§ ЗАДАНИЯ
• A. Как, согласно тексту о Быкове и Пелевине, Ахматова называла состояние тоски?
• B. Перепишите без изменений отрывок из текста о Быкове и Пелевине, начинающийся со слов «Ревность эта, похоже, разнополюсна: Быков» и заканчивающийся словами «едва ли оправдана.».

§ ПРИВЕДЁННЫЙ ТЕКСТ
И еще пронзительней, в “календарном” эссе о прозаике и сказочнике Александре Шарове:
“Тогда какой-нибудь зеленый вечер во дворе, когда все идут с работы, мог буквально свести с ума: двор разрыт, в нем, как всегда летом, переукладывают трубы, или мало что чинят, и в этих окопах происходит игра в войну. Потом всех постепенно разбирают по квартирам, но прежде чем войти в подъезд, оглядываешься на дальние поля (Мосфильмовская тогда была окраиной), на долгостройную новостройку через дорогу, на детский городок, смотришь на небо и на чужие окна – и такая невыносимая тоска тебя буквально переполняет, ища выхода, что врезается все это в память раз и навсегда. Тоска – слово, так сказать, с негативными коннотациями, но есть “божья тоска”, как называла это состояние Ахматова (…): это скорей радость, омраченная только сознанием своей невыразимости, и вообще особенно острое понимание собственной временности. То есть все вокруг очень хорошо, но ты не можешь ни этого понять, ни этого выразить, ни среди этого задержаться”.
Эта литературоведческая лирика пронзительней многих страниц оригинальной прозы Быкова, и нас не должно смущать, что глубоко собственную, заветную эмоцию щедрый Дмитрий Львович атрибутирует разным авторам. Здесь не только признание в любви, но и ловля человеков, родственных душ.
(Чуткость к данному феномену была в известной степени присуща и упомянутому Егору Летову (1964 – 2008 гг.), чему свидетельство один из лучших альбомов поздней “Гражданской Обороны” – “Звездопад”, 2002 г.).
Показательно, что интонация и даже лексика заметок Быкова разных лет о Пелевине, поразительно схожа с тем, как он пишет об авторах, в любви к которым признается априори, с детско-юношеского возраста: Новелла Матвеева, Булат Окуджава, тот же Александр Шаров… В разговорах о Пелевине Быков, пожалуй, даже более брутален: проявляется ревность. Из уже цитированного эссе 2002 года “ПВО”: “У Пелевина неприятные поклонники. (…) Каждый читатель Пелевина (особенно каждый писатель о нем) считает его своей собственностью, а свою концепцию – единственно верной”.
Ревность эта, похоже, разнополюсна: Быков не столько спасает Пелевина от поклонников, сколько, не без самоиронии, пытается навязать пелевинским штудиям себя (может быть, есть в подтексте и кусочек зависти – читатель-собственник любимого автора – существо по нашим временам коллекционное, а читатели Быкова проходят по другому ведомству). Но в подлинности чувства не сомневаешься: правда и то, что Быков, успевший, и не по одному кругу, поменять знаки по поводу многих коллег, сохраняет в отношению к Пелевину трогательную роль адепта (а в последние годы – не без горечи, и адвоката) и почтительную дистанцию. Хотя она, учитывая масштаб нынешнего Быкова, едва ли оправдана.
Впрочем, роднит писателей не только прошлое, но и настоящее – тут я говорю не о времени, а о функционале.

§ ИСХОДНЫЕ МАТЕРИАЛЫ
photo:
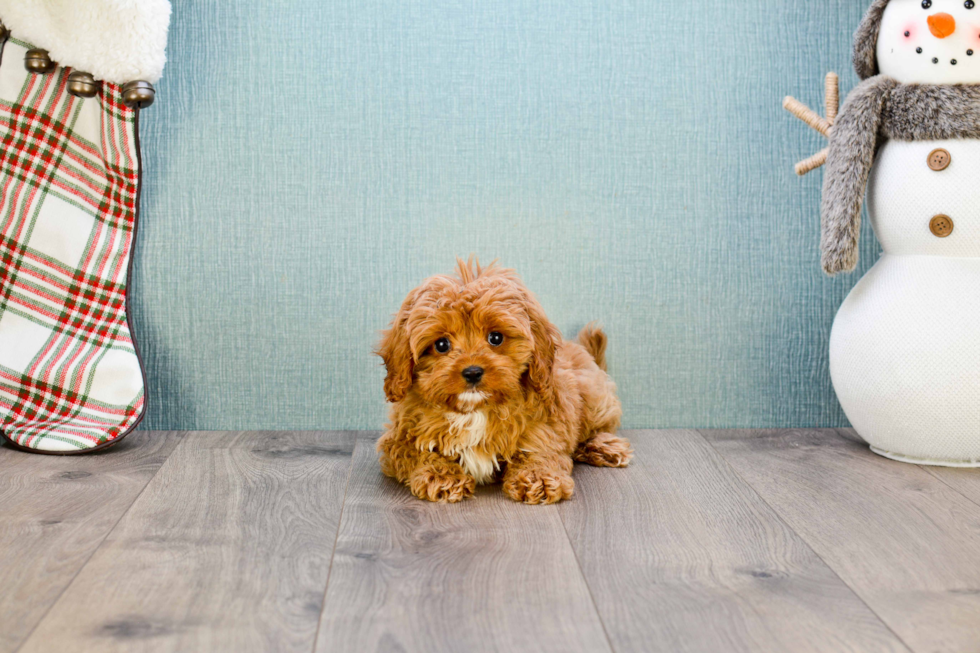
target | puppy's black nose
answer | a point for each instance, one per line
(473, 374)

---

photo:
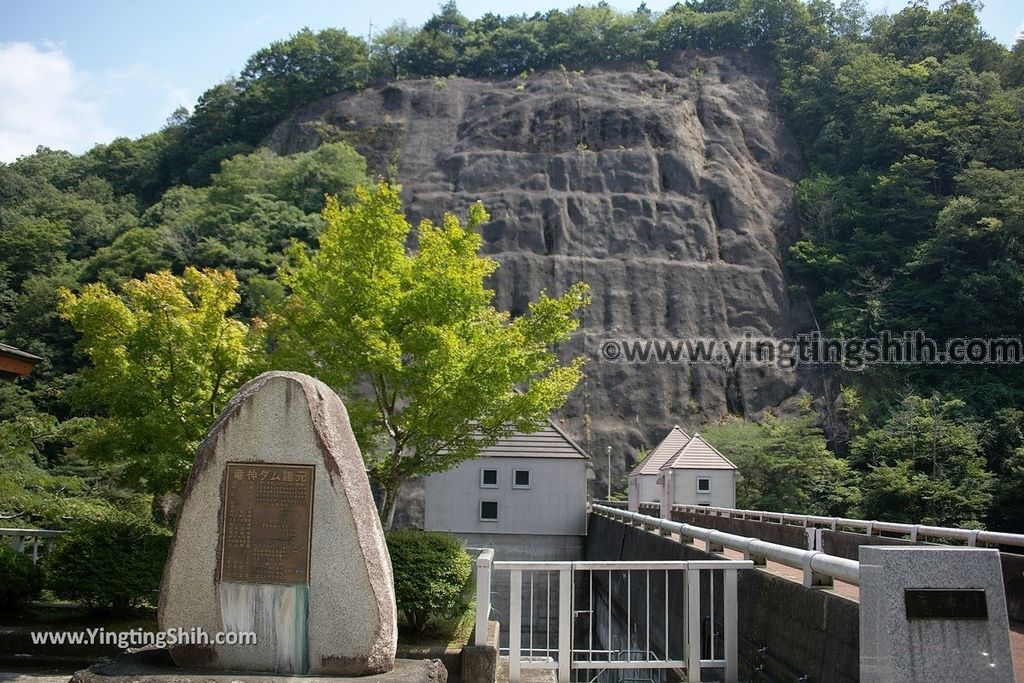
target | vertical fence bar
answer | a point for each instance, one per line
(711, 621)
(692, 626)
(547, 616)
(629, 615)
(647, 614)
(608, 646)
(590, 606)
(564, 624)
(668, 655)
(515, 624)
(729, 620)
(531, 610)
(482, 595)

§ ОЖИДАЕМЫЕ РЕЗУЛЬТАТЫ
• A. «Божья тоска».

• B.
Ревность эта, похоже, разнополюсна: Быков не столько спасает Пелевина от поклонников, сколько, не без самоиронии, пытается навязать пелевинским штудиям себя (может быть, есть в подтексте и кусочек зависти – читатель-собственник любимого автора – существо по нашим временам коллекционное, а читатели Быкова проходят по другому ведомству). Но в подлинности чувства не сомневаешься: правда и то, что Быков, успевший, и не по одному кругу, поменять знаки по поводу многих коллег, сохраняет в отношению к Пелевину трогательную роль адепта (а в последние годы – не без горечи, и адвоката) и почтительную дистанцию. Хотя она, учитывая масштаб нынешнего Быкова, едва ли оправдана.